-- What you will do --
Render all of the data below as a Markdown table with a Number column for the row number and an Entry column for the line, skipping blank lines and leaving out the pictures.
── Dataset records ──
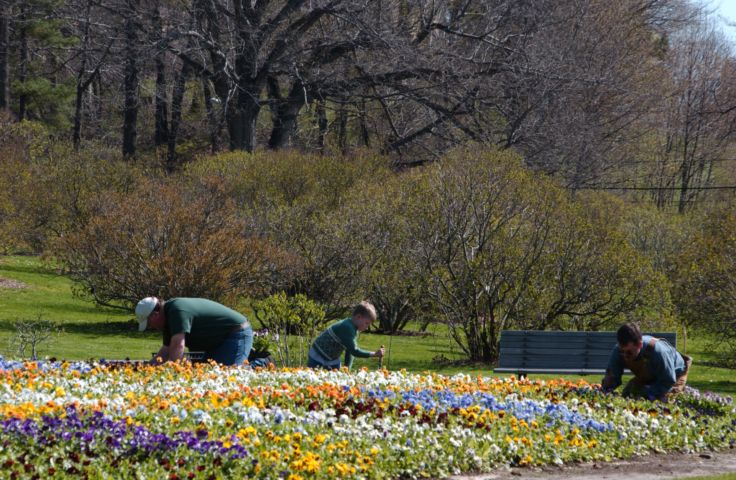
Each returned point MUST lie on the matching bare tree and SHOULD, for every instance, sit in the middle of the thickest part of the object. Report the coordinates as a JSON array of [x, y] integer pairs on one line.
[[698, 114]]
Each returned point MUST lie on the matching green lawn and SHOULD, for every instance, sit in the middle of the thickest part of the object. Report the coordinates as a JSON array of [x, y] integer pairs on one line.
[[92, 332]]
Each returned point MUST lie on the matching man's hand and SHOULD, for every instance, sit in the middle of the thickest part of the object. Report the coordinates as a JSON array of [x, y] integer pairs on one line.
[[176, 347], [161, 356], [607, 384]]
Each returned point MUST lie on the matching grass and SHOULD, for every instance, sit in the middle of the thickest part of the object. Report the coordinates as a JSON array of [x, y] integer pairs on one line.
[[93, 332]]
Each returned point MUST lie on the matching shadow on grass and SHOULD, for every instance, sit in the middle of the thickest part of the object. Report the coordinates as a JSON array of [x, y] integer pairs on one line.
[[125, 328], [28, 268], [723, 386]]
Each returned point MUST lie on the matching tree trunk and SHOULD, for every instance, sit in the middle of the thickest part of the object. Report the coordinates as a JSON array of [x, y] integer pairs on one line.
[[342, 129], [242, 122], [81, 85], [23, 70], [211, 117], [176, 102], [161, 134], [365, 136], [4, 40], [321, 125], [284, 113], [130, 83]]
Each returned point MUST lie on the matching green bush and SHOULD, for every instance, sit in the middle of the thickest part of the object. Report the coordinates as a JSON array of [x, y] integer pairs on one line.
[[292, 323], [296, 315], [162, 240], [49, 189]]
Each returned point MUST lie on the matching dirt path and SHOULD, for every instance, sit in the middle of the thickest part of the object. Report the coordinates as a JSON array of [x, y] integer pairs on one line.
[[11, 284], [650, 467]]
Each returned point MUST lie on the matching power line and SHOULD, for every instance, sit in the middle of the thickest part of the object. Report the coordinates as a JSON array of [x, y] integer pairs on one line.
[[712, 187]]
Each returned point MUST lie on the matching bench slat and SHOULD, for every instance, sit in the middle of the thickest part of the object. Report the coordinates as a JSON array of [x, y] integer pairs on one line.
[[531, 351]]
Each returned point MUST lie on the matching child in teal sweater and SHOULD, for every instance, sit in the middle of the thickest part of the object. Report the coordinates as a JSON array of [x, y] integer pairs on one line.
[[343, 336]]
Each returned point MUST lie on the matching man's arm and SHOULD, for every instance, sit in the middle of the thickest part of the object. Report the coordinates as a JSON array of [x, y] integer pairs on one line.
[[614, 372], [663, 368], [176, 347], [161, 356]]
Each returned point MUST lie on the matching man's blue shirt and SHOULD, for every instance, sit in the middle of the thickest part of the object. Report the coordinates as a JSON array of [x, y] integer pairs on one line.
[[665, 365]]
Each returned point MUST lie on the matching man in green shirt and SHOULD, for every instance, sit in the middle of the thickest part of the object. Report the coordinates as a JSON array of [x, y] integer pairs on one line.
[[343, 336], [223, 334]]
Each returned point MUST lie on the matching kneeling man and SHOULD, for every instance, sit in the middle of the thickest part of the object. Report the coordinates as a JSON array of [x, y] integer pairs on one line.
[[200, 324], [660, 371]]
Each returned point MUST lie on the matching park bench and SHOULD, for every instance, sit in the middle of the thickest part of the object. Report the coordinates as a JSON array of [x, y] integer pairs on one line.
[[580, 353]]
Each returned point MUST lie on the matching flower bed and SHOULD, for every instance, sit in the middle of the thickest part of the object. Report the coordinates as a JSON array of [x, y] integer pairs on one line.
[[202, 421]]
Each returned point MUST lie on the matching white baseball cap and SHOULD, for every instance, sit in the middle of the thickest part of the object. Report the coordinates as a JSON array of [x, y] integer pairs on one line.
[[144, 308]]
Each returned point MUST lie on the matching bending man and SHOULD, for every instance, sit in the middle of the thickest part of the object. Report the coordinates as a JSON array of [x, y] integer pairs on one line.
[[343, 337], [199, 324], [660, 371]]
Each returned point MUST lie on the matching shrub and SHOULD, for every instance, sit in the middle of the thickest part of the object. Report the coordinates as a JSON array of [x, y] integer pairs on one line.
[[505, 248], [161, 239], [292, 322], [50, 190], [32, 334]]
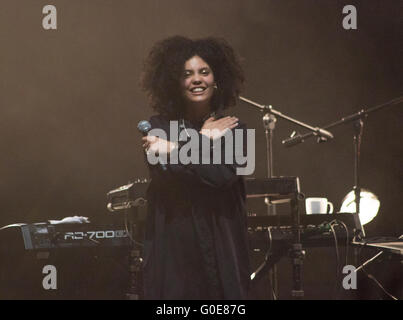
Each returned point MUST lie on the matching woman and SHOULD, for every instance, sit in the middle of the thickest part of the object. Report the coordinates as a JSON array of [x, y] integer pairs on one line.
[[195, 243]]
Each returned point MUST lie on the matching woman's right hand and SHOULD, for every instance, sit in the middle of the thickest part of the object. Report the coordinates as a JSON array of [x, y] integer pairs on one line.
[[215, 129]]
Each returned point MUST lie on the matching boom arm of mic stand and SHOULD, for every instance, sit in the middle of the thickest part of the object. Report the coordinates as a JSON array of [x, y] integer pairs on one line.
[[294, 140], [269, 109]]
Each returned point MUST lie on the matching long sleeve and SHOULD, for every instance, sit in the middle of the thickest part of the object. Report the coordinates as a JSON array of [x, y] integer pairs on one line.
[[214, 175]]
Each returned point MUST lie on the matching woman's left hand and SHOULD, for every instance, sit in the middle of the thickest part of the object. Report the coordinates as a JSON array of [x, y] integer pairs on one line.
[[157, 145]]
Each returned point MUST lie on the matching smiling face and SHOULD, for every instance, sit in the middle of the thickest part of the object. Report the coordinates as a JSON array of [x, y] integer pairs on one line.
[[197, 82]]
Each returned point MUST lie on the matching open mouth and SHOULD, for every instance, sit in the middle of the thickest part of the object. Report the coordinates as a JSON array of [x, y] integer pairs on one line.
[[198, 90]]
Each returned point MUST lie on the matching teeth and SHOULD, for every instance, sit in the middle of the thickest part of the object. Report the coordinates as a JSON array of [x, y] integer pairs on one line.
[[197, 89]]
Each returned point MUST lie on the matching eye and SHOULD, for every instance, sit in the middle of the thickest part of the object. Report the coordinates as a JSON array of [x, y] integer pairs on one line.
[[205, 71]]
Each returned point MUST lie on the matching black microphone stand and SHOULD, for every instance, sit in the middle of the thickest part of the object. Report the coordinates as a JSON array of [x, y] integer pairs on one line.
[[358, 124], [269, 120]]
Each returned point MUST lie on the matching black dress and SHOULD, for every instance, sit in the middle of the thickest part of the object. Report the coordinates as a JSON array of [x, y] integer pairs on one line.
[[196, 235]]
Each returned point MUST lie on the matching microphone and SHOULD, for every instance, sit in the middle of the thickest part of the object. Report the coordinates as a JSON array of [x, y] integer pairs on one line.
[[144, 127]]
───
-- Correct answer --
| Number | Entry |
|---|---|
| 1 | Each returned point MUST lie on the matching bare tree and SHOULD, for every instance, sit in the middle of the thickest part of the object. Report the coordinates as a JSON array of [x, y] integer pairs on one line. |
| 2 | [[698, 114]] |
| 3 | Each returned point MUST lie on the matching green lawn and SHOULD, for every instance, sit in the middle of the thickest part of the object. Report the coordinates as a JSON array of [x, y] integer pairs on one line. |
| 4 | [[92, 332]] |
| 5 | Each returned point MUST lie on the matching man's hand and SHOULD, for every instance, sit in the middle of the thickest part of the object. Report the coordinates as a JSON array of [x, y] integer pairs on one line. |
| 6 | [[176, 347], [161, 356], [607, 384]] |
| 7 | Each returned point MUST lie on the matching grass and SHOULD, for every instance, sit in the middle of the thickest part of the object. Report the coordinates as a JSON array of [x, y] integer pairs on one line. |
| 8 | [[93, 332]] |
| 9 | Each returned point MUST lie on the matching shadow on grass and SHOULD, for every instance, sit in the middle of the thickest part of the object. Report the coordinates as a JSON array of [x, y] integer pairs on one line. |
| 10 | [[125, 328], [28, 268], [723, 386]] |
| 11 | Each returned point MUST lie on the matching tree trunk and SHOULD, for every instance, sit in the middle of the thickest part of the object. Report the coordinates as a JSON array of [x, y] integer pairs on one line. |
| 12 | [[342, 129], [242, 122], [81, 85], [23, 70], [211, 117], [176, 102], [161, 134], [365, 136], [4, 40], [321, 125], [284, 113], [130, 83]] |
| 13 | Each returned point MUST lie on the matching green bush and SHOULD, for every instance, sit in the middle of the thickest part of the object. Report the coordinates as a JSON array of [x, y] integer pairs on one line. |
| 14 | [[292, 323], [296, 315], [162, 240], [49, 189]] |
| 15 | Each returned point MUST lie on the matching dirt path and SHOULD, for every instance, sit in the middle of the thickest part of the object. Report the coordinates as a JSON array of [x, y] integer pairs on one line. |
| 16 | [[11, 284], [650, 467]] |
| 17 | Each returned point MUST lie on the matching power line and SHOULD, for every instance, sit in the middle of the thickest part of the object. Report the coordinates as a JSON array of [x, y] integer pairs on one line. |
| 18 | [[712, 187]] |
| 19 | Each returned point MUST lie on the matching bench slat and SHOULD, for every instance, sit in the middle of the thickest part of the object. Report the coordinates as a JSON array of [x, y] integer pairs on one line. |
| 20 | [[531, 351]] |
| 21 | Each returned point MUST lie on the matching child in teal sweater and SHOULD, for every instance, sit in the middle of the thickest part of the object. Report the coordinates as a JSON array of [x, y] integer pairs on one line. |
| 22 | [[343, 336]] |
| 23 | Each returned point MUST lie on the matching man's arm and SHOULD, for every instance, sit in the middle of the thickest part of the object. Report the coordinates as a JSON array of [x, y] integer pairs on one line. |
| 24 | [[614, 372], [663, 368], [176, 347], [161, 356]] |
| 25 | Each returned point MUST lie on the matching man's blue shirt and SHOULD, for every instance, sit in the middle of the thickest part of the object. Report the coordinates as a JSON array of [x, y] integer pairs on one line. |
| 26 | [[665, 365]] |
| 27 | Each returned point MUST lie on the matching man in green shirt and SHOULD, for every instance, sit in the middle of the thickest part of the object. Report the coordinates as a JSON array of [x, y] integer pairs on one line. |
| 28 | [[343, 336], [223, 334]] |
| 29 | Each returned point MUST lie on the matching kneeling man and SHOULD, for every instance, sit in the middle of the thickest part of the object. Report the coordinates as a JSON array of [x, y] integer pairs on one line. |
| 30 | [[200, 324], [660, 371]] |
| 31 | Each returned point MUST lie on the matching park bench and SHOULD, for every instance, sit in the middle of the thickest part of the object. Report the coordinates as a JSON array of [x, y] integer pairs on one line. |
| 32 | [[580, 353]] |
| 33 | Each returned point MUST lie on the matching flower bed and SHOULD, for every instance, sit in the middle of the thickest part of the object. Report the coordinates as a JSON array of [x, y] integer pairs on one line. |
| 34 | [[202, 421]] |
| 35 | Each returned point MUST lie on the matching white baseball cap and SHOULD, for every instance, sit in the middle of the thickest part of the object. Report the coordinates as a JSON array of [x, y] integer pairs on one line. |
| 36 | [[144, 308]] |
| 37 | Each returned point MUST lie on the matching bending man and SHOULD, for every instance, sit in the middle of the thickest part of the object. Report the coordinates as a JSON array of [x, y] integer pairs on one line. |
| 38 | [[343, 337], [199, 324], [660, 371]] |
| 39 | Each returned point MUST lie on the matching shrub and SHOULD, for every instance, sit in the middle of the thickest part of the object. Report the coordinates as a JSON array of [x, y] integer pairs on one line. |
| 40 | [[505, 248], [161, 239], [292, 322], [50, 190], [32, 334]] |
| 41 | Each returned point MUST lie on the matching woman and SHOULD, for every instance, sit in the middle of the thickest part of the object. Report the coordinates as a JSON array of [x, y] integer pairs on one line. |
| 42 | [[195, 243]] |
| 43 | Each returned point MUST lie on the matching woman's right hand and SHOULD, for every instance, sit in the middle of the thickest part of the object. Report the coordinates as a JSON array of [x, y] integer pairs on one line. |
| 44 | [[215, 129]] |
| 45 | Each returned point MUST lie on the matching boom arm of mic stand and SHOULD, for every instance, sit in the middle of the thickest part of the object. Report the coordinates as a JSON array of [x, y] integer pairs on one line. |
| 46 | [[294, 140], [269, 109]] |
| 47 | Each returned point MUST lie on the matching long sleeve and SHOULD, for every instance, sit in the middle of the thickest part of the object. Report the coordinates as a JSON array of [x, y] integer pairs on one line. |
| 48 | [[214, 175]] |
| 49 | Each returned point MUST lie on the matching woman's left hand and SHOULD, for every instance, sit in the middle of the thickest part of the object. Report the coordinates as a JSON array of [x, y] integer pairs on one line. |
| 50 | [[157, 145]] |
| 51 | Each returned point MUST lie on the matching smiling face and SHOULD, for every instance, sit in the middle of the thickest part of the object. Report the coordinates as a JSON array of [x, y] integer pairs on one line. |
| 52 | [[197, 82]] |
| 53 | Each returned point MUST lie on the matching open mouth and SHOULD, for every instance, sit in the middle of the thickest part of the object. Report the coordinates as a JSON array of [x, y] integer pairs on one line. |
| 54 | [[198, 90]] |
| 55 | Each returned point MUST lie on the matching teeth and SHOULD, for every instance, sit in the middle of the thickest part of the object. Report the coordinates as a JSON array of [x, y] integer pairs on one line. |
| 56 | [[197, 89]] |
| 57 | Each returned point MUST lie on the matching eye and SHOULD, for every instance, sit in the middle of the thickest part of the object. Report the coordinates as a JSON array of [x, y] integer pairs on one line. |
| 58 | [[205, 71]] |
| 59 | Each returned point MUST lie on the matching black microphone stand and SHOULD, for every instance, sit in the middle of the thickest part of the object. Report the coordinates as a JSON array of [x, y] integer pairs on one line. |
| 60 | [[358, 124], [269, 120]] |
| 61 | Each returned point MUST lie on the matching black dress and SHOULD, for every instance, sit in the middle of the thickest part of the object. Report the coordinates as a JSON array of [x, y] integer pairs on one line. |
| 62 | [[196, 235]] |
| 63 | Each returned point MUST lie on the matching microphone and SHOULD, for every instance, sit in the middle of the thickest part of the object. Report the coordinates as a JSON array of [x, y] integer pairs on one line. |
| 64 | [[144, 127]] |